*PASSAGE FOR REVIEW*:
▬▬▬▬▬▬

RACE II: don’t rush to slow down

Lenient rate control is just as effective as strict rate control in AF, and has the added advantage of being more convenient for patients and physicians as well, according to results of the RACE II (Rate Control Efficacy in Permanent Atrial Fibrillation) trial presented here in Atlanta at the ACC and published simultaneously in the New England Journal of Medicine.

RACE II randomized 614 patients with permanent AF to a strategy of strict rate control (resting heart rate < 80 bpm and heart rate during moderate exercise <110 bpm) or lenient rate control (resting heart rate < 80 bpm). At 3 year followup, the primary composite endpoint (CV death, hospitalization for HF, stroke, systemic embolism, bleeding, and life-threatening arrhythmic events) was reached in 12.9% of the lenient-control group versus 14.9% in the strict control group, which met the prespecified noninferiority margin. The heart rate target was reached in more patients in the lenient control group than in the strict-control group (97.7% vs 67%, p<0.001), and there were fewer total visits in the lenient control group.

The investigators concluded that “lenient rate control is as effective as strict rate control” and that “for both patients and health care providers, lenient rate control is more convenient, since fewer outpatient visits and examinations are needed.”

In an accompanying editorial in the New England Journal of Medicine, Paul Dorian wrote that the RACE II investigators “have made an important contribution to our understanding of the potential benefits and risks of the current guideline-recommended approach to ventricular rate control in patients with persistent atrial fibrillation.”

Dorian found “no indication that there was any clinical benefit to strict rate control,” though he pointed out the possibility that a benefit of strict control might become apparent after many years. The study, he said, “does not suggest that ventricular rate is not needed, only that the conventional therapeutic target needs to be reassessed.”

He concluded that “treating a laboratory test is not a good substitute for targeting overt clinical outcomes” and “that it is better to treat the patient and not the electrocardiogram.”

▬▬▬▬▬▬

*THINGS TO DO*:
(1) Decide whether each statement agrees with the report on the RACE II trial, answering yes or no and quoting the words of the report that settle it. (a) The trial randomized 614 patients with permanent AF. (b) The lenient-control group had more total visits than the strict-control group. (c) Dorian ruled out any chance that strict control could show a benefit after many years.
(2) Edit the report on the RACE II trial by rewriting the stretch from "Lenient rate control is just" through "Journal of Medicine." with "physicians" changed to "doctors".

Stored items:

▬▬▬▬▬▬

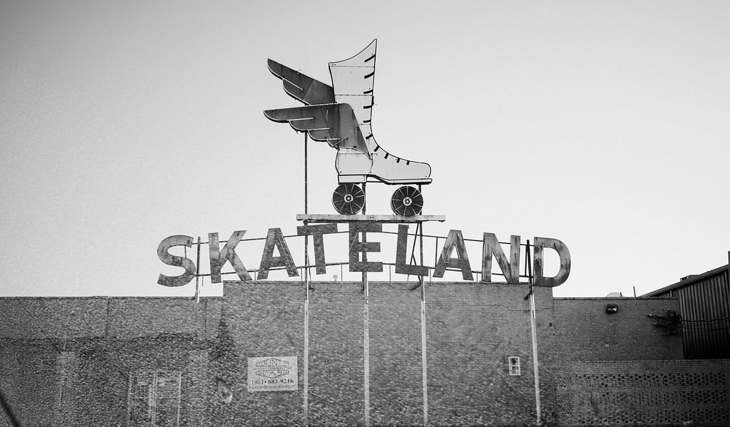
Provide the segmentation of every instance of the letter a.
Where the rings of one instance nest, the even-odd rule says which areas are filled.
[[[220,243],[218,243],[218,234],[208,234],[208,250],[210,255],[210,282],[220,282],[220,268],[223,266],[226,261],[231,261],[233,269],[236,271],[239,279],[242,280],[250,280],[251,276],[248,274],[248,270],[243,265],[243,261],[238,258],[236,253],[236,245],[243,239],[243,235],[246,234],[245,230],[234,231],[223,246],[223,250],[220,250]]]
[[[458,258],[451,258],[451,253],[455,247]],[[464,244],[461,230],[449,230],[444,248],[441,251],[441,256],[439,257],[439,262],[436,263],[434,277],[443,277],[447,267],[461,270],[461,277],[464,280],[474,280],[472,266],[469,263],[469,255],[466,253],[466,246]]]
[[[280,256],[274,256],[274,248],[279,250]],[[258,266],[257,279],[269,278],[269,269],[272,267],[286,267],[286,272],[290,277],[299,276],[296,272],[296,264],[291,258],[289,247],[286,245],[281,228],[269,228],[266,235],[266,242],[264,245],[264,253],[261,254],[261,263]]]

▬▬▬▬▬▬

*ANSWERS BY ITEM NUMBER*:
(1)
(a) Yes: "RACE II randomized 614 patients with permanent AF"
(b) No: "there were fewer total visits in the lenient control group"
(c) No: "he pointed out the possibility that a benefit of strict control might become apparent after many years"

(2)
Lenient rate control is just as effective as strict rate control in AF, and has the added advantage of being more convenient for patients and doctors as well, according to results of the RACE II (Rate Control Efficacy in Permanent Atrial Fibrillation) trial presented here in Atlanta at the ACC and published simultaneously in the New England Journal of Medicine.